§ **What you need to do**
Return the data below, unchanged.

§ **Records for this exercise**

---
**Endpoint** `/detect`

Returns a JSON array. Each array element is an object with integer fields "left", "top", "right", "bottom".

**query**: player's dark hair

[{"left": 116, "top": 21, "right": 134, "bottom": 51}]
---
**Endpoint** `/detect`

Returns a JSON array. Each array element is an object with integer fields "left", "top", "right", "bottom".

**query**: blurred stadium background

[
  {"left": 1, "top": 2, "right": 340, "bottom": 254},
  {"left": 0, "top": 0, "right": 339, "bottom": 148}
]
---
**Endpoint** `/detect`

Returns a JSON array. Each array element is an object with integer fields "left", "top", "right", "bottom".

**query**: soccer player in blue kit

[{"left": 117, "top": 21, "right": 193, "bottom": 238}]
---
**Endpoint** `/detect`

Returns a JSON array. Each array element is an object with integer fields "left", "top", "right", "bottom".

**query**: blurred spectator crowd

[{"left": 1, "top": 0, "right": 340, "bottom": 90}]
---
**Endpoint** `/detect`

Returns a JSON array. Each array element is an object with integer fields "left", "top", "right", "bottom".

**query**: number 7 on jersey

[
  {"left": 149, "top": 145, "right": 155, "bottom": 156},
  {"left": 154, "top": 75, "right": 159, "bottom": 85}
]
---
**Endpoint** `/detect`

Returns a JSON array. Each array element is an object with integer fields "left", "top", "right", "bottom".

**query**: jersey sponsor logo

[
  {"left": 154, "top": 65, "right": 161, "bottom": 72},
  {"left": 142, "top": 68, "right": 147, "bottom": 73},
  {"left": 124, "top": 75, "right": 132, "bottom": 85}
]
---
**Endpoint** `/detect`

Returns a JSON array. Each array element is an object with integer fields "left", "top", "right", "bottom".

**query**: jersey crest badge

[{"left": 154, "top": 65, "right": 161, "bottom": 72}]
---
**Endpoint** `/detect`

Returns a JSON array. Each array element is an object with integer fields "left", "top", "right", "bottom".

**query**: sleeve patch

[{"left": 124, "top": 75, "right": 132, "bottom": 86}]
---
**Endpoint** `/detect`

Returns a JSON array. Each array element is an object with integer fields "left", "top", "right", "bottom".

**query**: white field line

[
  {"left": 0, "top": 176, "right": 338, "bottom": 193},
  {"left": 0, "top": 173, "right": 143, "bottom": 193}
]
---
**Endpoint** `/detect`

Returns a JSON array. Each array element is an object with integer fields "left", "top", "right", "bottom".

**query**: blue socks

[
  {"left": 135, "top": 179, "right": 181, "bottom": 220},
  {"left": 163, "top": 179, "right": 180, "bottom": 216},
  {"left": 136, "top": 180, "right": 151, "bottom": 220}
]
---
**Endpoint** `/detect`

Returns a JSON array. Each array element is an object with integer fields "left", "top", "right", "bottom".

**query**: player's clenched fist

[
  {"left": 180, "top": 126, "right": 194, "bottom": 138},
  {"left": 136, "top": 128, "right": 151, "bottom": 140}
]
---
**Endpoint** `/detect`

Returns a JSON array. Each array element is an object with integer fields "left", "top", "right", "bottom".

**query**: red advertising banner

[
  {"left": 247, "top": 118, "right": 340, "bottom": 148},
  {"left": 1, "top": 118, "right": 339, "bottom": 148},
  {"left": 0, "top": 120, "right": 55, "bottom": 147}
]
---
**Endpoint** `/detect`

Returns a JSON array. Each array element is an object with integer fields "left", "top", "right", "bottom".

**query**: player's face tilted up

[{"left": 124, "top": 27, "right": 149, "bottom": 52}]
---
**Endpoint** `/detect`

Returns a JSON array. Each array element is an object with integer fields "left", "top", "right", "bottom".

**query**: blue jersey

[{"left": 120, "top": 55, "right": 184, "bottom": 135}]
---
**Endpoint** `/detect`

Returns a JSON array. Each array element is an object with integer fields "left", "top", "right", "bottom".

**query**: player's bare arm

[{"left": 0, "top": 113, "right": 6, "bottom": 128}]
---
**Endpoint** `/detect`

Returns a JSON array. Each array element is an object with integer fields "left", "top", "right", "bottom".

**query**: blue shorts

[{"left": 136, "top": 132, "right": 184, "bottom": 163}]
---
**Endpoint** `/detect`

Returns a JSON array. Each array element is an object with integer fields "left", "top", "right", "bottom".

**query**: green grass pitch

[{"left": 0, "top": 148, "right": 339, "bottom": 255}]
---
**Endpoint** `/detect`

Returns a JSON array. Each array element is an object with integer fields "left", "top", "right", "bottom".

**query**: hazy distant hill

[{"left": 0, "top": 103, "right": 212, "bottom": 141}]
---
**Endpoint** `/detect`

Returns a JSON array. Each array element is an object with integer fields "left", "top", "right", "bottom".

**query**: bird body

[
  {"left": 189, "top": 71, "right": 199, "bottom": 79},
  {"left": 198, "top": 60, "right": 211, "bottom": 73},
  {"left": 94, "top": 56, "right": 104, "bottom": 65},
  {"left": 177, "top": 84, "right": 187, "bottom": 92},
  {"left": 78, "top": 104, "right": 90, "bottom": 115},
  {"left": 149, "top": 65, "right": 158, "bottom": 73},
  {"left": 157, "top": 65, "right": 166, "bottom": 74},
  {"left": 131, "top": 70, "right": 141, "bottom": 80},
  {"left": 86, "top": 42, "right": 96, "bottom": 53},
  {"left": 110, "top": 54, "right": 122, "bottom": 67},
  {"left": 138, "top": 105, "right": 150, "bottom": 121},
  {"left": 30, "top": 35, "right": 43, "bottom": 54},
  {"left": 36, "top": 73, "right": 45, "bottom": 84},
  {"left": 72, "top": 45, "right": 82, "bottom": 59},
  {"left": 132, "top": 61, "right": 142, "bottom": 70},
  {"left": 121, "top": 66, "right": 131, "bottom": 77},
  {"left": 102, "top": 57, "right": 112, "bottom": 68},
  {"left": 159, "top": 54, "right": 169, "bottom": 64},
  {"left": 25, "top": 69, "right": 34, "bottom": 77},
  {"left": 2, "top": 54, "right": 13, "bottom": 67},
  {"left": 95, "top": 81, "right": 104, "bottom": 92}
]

§ **Solution to this exercise**
---
**Endpoint** `/detect`

Returns a JSON array. Each array element is an object with integer fields "left", "top", "right", "bottom".

**query**: player's dark hair

[{"left": 116, "top": 21, "right": 134, "bottom": 51}]
---
**Endpoint** `/detect`

Returns a JSON array. Each array element is an object with integer fields "left", "top", "right", "bottom".

**query**: blurred stadium background

[
  {"left": 1, "top": 2, "right": 340, "bottom": 254},
  {"left": 0, "top": 0, "right": 339, "bottom": 148}
]
---
**Endpoint** `/detect`

Returns a JSON array. Each array element is an object with integer fields "left", "top", "right", "bottom".

**query**: soccer player in blue kit

[{"left": 117, "top": 21, "right": 193, "bottom": 238}]
---
**Endpoint** `/detect`

Returns a JSON array. Each array element is an object with integer fields "left", "top", "right", "bottom".

**query**: blurred spectator crowd

[{"left": 1, "top": 0, "right": 340, "bottom": 90}]
---
**Endpoint** `/detect`

Returns a JSON array. Each array element is an object with integer fields "left", "top", "right", "bottom".

**query**: number 7 on jersey

[
  {"left": 149, "top": 145, "right": 155, "bottom": 156},
  {"left": 154, "top": 75, "right": 159, "bottom": 85}
]
---
**Endpoint** `/detect`

Returns a JSON array. Each array element is an object with integer fields "left", "top", "right", "bottom".

**query**: jersey sponsor logo

[
  {"left": 154, "top": 65, "right": 161, "bottom": 72},
  {"left": 142, "top": 68, "right": 147, "bottom": 73},
  {"left": 124, "top": 75, "right": 132, "bottom": 85}
]
---
**Endpoint** `/detect`

Returns a JSON array. Each array element is an object with integer fields "left", "top", "right", "bottom".

**query**: jersey crest badge

[{"left": 154, "top": 65, "right": 161, "bottom": 72}]
---
**Endpoint** `/detect`

Returns a JSON array. Each array element is an object with integer fields "left", "top", "right", "bottom".

**query**: sleeve patch

[{"left": 124, "top": 75, "right": 132, "bottom": 86}]
---
**Endpoint** `/detect`

Returns a JSON array. Each array element is an object with integer fields "left", "top", "right", "bottom".

**query**: white field line

[
  {"left": 0, "top": 176, "right": 338, "bottom": 193},
  {"left": 0, "top": 173, "right": 143, "bottom": 193}
]
---
**Endpoint** `/detect`

Returns a JSON array. Each array element is an object with integer fields "left", "top", "right", "bottom".

**query**: blue socks

[
  {"left": 135, "top": 179, "right": 181, "bottom": 220},
  {"left": 163, "top": 179, "right": 180, "bottom": 216},
  {"left": 136, "top": 180, "right": 151, "bottom": 220}
]
---
**Endpoint** `/detect`

Returns a JSON array. Each array element is an object with integer fields "left", "top", "right", "bottom".

**query**: player's clenched fist

[
  {"left": 180, "top": 126, "right": 194, "bottom": 138},
  {"left": 136, "top": 128, "right": 151, "bottom": 140}
]
---
**Endpoint** `/detect`

Returns a JSON array. Each array element is an object with integer fields "left", "top", "right", "bottom".

**query**: red advertising banner

[
  {"left": 247, "top": 118, "right": 340, "bottom": 148},
  {"left": 1, "top": 118, "right": 339, "bottom": 148},
  {"left": 0, "top": 120, "right": 55, "bottom": 147}
]
---
**Endpoint** `/detect`

Returns a JSON array. Each array element is an object with integer fields "left", "top", "right", "bottom".

**query**: player's face tilted up

[{"left": 124, "top": 27, "right": 149, "bottom": 52}]
---
**Endpoint** `/detect`

Returns a JSON array. Each array element is an object with integer fields "left", "top", "right", "bottom".

**query**: blue jersey

[{"left": 120, "top": 55, "right": 184, "bottom": 135}]
---
**Endpoint** `/detect`

Returns a JSON array. Each array element is an object with integer fields "left", "top", "right", "bottom".

**query**: player's bare arm

[{"left": 0, "top": 113, "right": 6, "bottom": 128}]
---
**Endpoint** `/detect`

Returns a JSON array. Each array element is an object with integer fields "left", "top", "right", "bottom".

**query**: blue shorts

[{"left": 136, "top": 132, "right": 184, "bottom": 163}]
---
**Endpoint** `/detect`

Returns a JSON array. Each array element is an object with integer fields "left", "top", "right", "bottom".

**query**: green grass pitch

[{"left": 0, "top": 148, "right": 339, "bottom": 255}]
---
**Endpoint** `/detect`

Returns a JSON array. Each array element is an object with integer fields "left", "top", "right", "bottom".

**query**: hazy distant hill

[{"left": 0, "top": 103, "right": 212, "bottom": 141}]
---
**Endpoint** `/detect`

Returns a JSON array. Each array element is an object with integer fields "left", "top", "right", "bottom".

**query**: bird body

[
  {"left": 189, "top": 71, "right": 199, "bottom": 79},
  {"left": 198, "top": 60, "right": 211, "bottom": 73},
  {"left": 94, "top": 56, "right": 104, "bottom": 65},
  {"left": 177, "top": 84, "right": 187, "bottom": 92},
  {"left": 78, "top": 104, "right": 90, "bottom": 115},
  {"left": 149, "top": 65, "right": 158, "bottom": 73},
  {"left": 157, "top": 65, "right": 166, "bottom": 74},
  {"left": 131, "top": 70, "right": 141, "bottom": 80},
  {"left": 86, "top": 42, "right": 96, "bottom": 53},
  {"left": 110, "top": 54, "right": 122, "bottom": 67},
  {"left": 138, "top": 105, "right": 150, "bottom": 121},
  {"left": 30, "top": 35, "right": 43, "bottom": 54},
  {"left": 36, "top": 73, "right": 45, "bottom": 84},
  {"left": 72, "top": 45, "right": 82, "bottom": 59},
  {"left": 132, "top": 61, "right": 142, "bottom": 70},
  {"left": 121, "top": 66, "right": 131, "bottom": 77},
  {"left": 102, "top": 57, "right": 112, "bottom": 68},
  {"left": 159, "top": 54, "right": 169, "bottom": 64},
  {"left": 25, "top": 69, "right": 34, "bottom": 77},
  {"left": 2, "top": 54, "right": 13, "bottom": 67},
  {"left": 95, "top": 81, "right": 104, "bottom": 92}
]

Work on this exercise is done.